▶ Datensatzeinträge
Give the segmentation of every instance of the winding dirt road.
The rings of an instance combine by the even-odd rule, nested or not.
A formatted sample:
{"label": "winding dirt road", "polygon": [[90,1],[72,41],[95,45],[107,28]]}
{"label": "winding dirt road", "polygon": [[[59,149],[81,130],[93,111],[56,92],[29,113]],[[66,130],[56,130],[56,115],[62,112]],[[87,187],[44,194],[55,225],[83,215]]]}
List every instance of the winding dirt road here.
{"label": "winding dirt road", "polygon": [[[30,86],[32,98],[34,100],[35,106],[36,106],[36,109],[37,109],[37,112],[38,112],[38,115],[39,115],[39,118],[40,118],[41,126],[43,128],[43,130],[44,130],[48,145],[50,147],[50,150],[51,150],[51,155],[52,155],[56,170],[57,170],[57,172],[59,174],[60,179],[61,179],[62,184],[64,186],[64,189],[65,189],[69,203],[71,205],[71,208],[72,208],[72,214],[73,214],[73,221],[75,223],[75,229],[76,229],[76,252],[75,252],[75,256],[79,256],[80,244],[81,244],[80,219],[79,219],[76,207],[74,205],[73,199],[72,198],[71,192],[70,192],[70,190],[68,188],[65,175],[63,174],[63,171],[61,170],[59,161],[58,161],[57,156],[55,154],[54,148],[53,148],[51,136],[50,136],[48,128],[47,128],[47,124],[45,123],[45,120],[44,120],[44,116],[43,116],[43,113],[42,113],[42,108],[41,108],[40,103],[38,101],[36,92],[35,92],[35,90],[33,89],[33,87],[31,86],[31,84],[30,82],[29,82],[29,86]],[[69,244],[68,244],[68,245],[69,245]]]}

▶ Aufgabe
Kannst du sämtliche Einträge oben Zeichen für Zeichen und vollständig wiedergeben?

▶ Lösung
Give the segmentation of every instance of the winding dirt road.
The rings of an instance combine by the even-odd rule, nested or not.
A formatted sample:
{"label": "winding dirt road", "polygon": [[90,1],[72,41],[95,45],[107,28]]}
{"label": "winding dirt road", "polygon": [[[59,149],[81,130],[93,111],[56,92],[29,113]],[[66,130],[56,130],[56,115],[62,112]],[[87,187],[44,194],[55,225],[83,215]]]}
List every instance of the winding dirt road here.
{"label": "winding dirt road", "polygon": [[[30,86],[32,98],[34,100],[35,106],[36,106],[36,109],[37,109],[37,112],[38,112],[38,115],[39,115],[39,118],[40,118],[41,126],[43,128],[43,130],[44,130],[48,145],[50,147],[50,150],[51,150],[51,155],[52,155],[56,170],[57,170],[57,172],[59,174],[60,179],[61,179],[62,184],[64,186],[64,189],[65,189],[69,203],[71,205],[71,208],[72,208],[72,214],[73,214],[73,221],[75,223],[75,229],[76,229],[76,252],[75,252],[75,256],[79,256],[80,244],[81,244],[80,219],[79,219],[76,207],[74,205],[73,199],[72,198],[71,192],[70,192],[70,190],[68,188],[65,175],[63,174],[63,171],[61,170],[59,161],[58,161],[57,156],[55,154],[54,148],[53,148],[51,136],[50,136],[48,128],[47,128],[47,124],[45,123],[45,120],[44,120],[44,116],[43,116],[43,113],[42,113],[42,108],[41,108],[40,103],[38,101],[36,92],[35,92],[35,90],[33,89],[33,87],[31,86],[31,84],[30,82],[29,82],[29,86]],[[69,244],[68,244],[68,245],[69,245]]]}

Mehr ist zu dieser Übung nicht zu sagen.